Fork me on GitHub
#clojure-uk
<
2016-07-29
>
agile_geek08:07:57

ETL with Clojure, recommended approaches and tools? Go!

korny08:07:56

Hmm, the last ETL work I did in clojure we rolled our own. But that was about 4 years ago, so there may be better tools available now

agile_geek08:07:14

@korny: I was looking at Onyx

agile_geek08:07:32

but Spark and Flambo might work too

agile_geek08:07:19

I'm not sure I need this level of scalability as I haven't even won contract with client yet but just looking for things to investigate around creation of a 'data lake'...whatever that means to this particular org!

agile_geek08:07:38

From what little I know atm it's likely to be using a mixture of calls to SOAP API end points and raw JDBC connections to extract.

agile_geek08:07:20

I'm thinking simply dumping data to S3 for storage at rest but might be HDFS

glenjamin08:07:41

my last job are using Kinesis + Lambda + Redshift to good effect

glenjamin08:07:57

with S3 for longer term storage of raw events

agile_geek08:07:07

@glenjamin: cool. Will investigate that stack. I've briefly looked at Lambda but tbh it feels like overkill from what little I know.

glenjamin08:07:32

it might be the opposite, you only pay for compute time

glenjamin08:07:43

and you can connect directly to kinesis

glenjamin08:07:50

so it’ll scale up to match queue size

agile_geek08:07:01

This feels more like a batch processing exercise tbh. However, I'm really open to anything as I'm investigating solutions to understand their advantages and constraints but the initial bid will be for a discovery consultancy piece to identify problems and solution spaces. I hope (if I win work) to follow that up with a bid for solving one or more of the problems.

benedek09:07:47

we do something very similar but with kafka instead of kinesis (no lambda naturally)

benedek09:07:01

for historic reasons (eg no kinesis when the system was set up)

benedek09:07:14

parts of this is open sourced

benedek09:07:04

for saving raw kafka raw data on s3 for example

benedek09:07:33

to load data into redshift

benedek09:07:57

that said we plan to go the kinesis&lambda route eventually too

agile_geek09:07:36

@benedek: @glenjamin looks like I've got plenty of homework to do! Thanks guys.

benedek09:07:52

haha enjoy! 🙂

agile_geek09:07:15

Of course it could all be moot if I don't win the work!

dominicm09:07:25

Is kinesis better than kafka? I never feel comfortable using AWS products as I worry about hosting lock-in.

benedek09:07:22

define better? 😉

dominicm09:07:26

I guess, in what regards is Kinesis an improved product over Kafka? Features? Performance? I don't entirely know what I'm looking for.

benedek10:07:36

bigest advantage i guess that it is running on somebody’s else computer 😉

lsnape10:07:59

@dominicm: One distinction is that Kinesis only keeps 24 hours of events. I don’t think Kafka has any limit other than disk storage

benedek10:07:58

@lsnape: i think that can be extended to 7 days now

benedek10:07:30

> Data records are accessible for a default of 24 hours from the time they are added to a stream. This time frame is called the retention period and is configurable in hourly increments from 24 to 168 hours (1 to 7 days). For more information about a stream’s retention period, see Changing the Data Retention Period.

(Coordinate annotation entries)

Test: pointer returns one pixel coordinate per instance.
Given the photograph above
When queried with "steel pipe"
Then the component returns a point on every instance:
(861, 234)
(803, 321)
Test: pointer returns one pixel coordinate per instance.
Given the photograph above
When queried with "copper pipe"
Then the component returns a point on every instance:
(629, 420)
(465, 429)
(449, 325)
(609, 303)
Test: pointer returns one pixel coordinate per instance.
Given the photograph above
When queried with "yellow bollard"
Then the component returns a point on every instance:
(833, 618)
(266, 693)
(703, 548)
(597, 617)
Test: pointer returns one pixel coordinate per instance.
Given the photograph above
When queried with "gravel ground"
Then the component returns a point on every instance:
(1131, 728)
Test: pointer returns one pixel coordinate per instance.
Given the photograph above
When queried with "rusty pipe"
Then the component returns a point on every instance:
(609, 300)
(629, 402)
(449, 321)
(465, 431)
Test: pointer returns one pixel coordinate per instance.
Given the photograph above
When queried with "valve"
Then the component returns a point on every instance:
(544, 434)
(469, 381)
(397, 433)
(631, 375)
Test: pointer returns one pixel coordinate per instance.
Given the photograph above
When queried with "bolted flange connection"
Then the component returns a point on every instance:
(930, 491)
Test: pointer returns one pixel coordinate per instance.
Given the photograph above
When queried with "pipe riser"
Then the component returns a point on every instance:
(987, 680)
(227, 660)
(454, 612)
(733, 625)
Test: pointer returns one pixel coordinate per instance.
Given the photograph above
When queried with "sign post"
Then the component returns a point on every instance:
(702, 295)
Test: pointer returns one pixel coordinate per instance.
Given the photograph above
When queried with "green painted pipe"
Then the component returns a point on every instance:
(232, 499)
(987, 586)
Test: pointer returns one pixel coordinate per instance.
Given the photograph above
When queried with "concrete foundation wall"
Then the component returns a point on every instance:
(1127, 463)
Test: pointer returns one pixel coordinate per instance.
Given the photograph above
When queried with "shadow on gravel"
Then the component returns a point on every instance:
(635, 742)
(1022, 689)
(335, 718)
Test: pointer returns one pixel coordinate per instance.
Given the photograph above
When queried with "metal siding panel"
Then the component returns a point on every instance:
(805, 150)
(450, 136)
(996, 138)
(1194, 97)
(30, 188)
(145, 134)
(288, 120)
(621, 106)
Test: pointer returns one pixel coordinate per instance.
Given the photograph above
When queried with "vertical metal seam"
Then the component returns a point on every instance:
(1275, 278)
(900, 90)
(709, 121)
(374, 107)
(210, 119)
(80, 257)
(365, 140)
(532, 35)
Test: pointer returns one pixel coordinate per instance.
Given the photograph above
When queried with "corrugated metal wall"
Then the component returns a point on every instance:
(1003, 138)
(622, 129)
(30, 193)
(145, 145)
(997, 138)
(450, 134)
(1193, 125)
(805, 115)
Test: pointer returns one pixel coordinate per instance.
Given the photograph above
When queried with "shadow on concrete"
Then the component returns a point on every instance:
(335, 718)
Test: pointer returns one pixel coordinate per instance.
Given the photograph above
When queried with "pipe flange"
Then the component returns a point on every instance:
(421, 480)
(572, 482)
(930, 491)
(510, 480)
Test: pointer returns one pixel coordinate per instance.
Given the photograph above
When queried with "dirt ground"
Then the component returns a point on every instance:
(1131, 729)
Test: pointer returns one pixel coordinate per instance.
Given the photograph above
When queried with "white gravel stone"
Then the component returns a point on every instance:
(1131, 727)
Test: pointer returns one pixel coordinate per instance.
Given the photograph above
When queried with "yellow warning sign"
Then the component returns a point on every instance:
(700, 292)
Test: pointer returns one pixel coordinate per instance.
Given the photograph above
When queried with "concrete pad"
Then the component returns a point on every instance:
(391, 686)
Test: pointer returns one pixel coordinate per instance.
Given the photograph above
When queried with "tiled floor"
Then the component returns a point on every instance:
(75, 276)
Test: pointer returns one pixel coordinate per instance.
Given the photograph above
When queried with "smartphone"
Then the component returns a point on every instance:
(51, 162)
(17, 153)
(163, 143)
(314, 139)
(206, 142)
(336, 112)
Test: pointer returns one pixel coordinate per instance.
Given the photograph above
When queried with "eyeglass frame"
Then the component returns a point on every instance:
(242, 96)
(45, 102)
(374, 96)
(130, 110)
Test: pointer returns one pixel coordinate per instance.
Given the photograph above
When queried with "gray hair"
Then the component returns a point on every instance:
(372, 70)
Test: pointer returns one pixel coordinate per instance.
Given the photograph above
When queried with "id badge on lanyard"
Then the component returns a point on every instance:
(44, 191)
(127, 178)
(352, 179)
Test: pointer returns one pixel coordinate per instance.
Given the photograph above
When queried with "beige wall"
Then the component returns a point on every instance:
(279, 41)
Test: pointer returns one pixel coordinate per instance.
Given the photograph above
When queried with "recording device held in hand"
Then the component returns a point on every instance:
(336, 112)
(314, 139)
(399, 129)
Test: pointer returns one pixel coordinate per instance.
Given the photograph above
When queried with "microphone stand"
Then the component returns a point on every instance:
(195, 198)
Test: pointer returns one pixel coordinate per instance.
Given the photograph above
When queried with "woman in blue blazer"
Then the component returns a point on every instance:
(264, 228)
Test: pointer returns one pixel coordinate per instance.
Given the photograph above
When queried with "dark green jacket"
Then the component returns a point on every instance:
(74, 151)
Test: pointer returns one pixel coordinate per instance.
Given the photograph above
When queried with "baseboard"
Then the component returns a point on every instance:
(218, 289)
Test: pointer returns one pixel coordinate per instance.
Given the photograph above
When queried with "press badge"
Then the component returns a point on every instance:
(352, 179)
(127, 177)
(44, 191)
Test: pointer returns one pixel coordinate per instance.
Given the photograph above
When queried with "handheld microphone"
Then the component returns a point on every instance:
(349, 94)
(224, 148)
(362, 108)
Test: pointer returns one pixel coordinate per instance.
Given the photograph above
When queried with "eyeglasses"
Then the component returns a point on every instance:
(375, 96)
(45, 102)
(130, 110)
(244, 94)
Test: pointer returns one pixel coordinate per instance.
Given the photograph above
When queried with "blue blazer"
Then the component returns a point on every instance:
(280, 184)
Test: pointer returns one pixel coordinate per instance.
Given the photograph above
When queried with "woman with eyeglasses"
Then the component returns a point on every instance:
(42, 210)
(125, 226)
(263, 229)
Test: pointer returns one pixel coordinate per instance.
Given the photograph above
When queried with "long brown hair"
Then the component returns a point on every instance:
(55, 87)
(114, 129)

• _Task instructions_
**1.** Set down the part of the #clojure-uk chat that opens with the words containing "benedek10:07:30" and closes with "Data Retention Period.".
**2.** Name each username that posts at least one message in the #clojure-uk chat.

• _Full solutions_
**1.**
benedek10:07:30

> Data records are accessible for a default of 24 hours from the time they are added to a stream. This time frame is called the retention period and is configurable in hourly increments from 24 to 168 hours (1 to 7 days). For more information about a stream’s retention period, see Changing the Data Retention Period.

**2.**
agile_geek
korny
glenjamin
benedek
dominicm
lsnape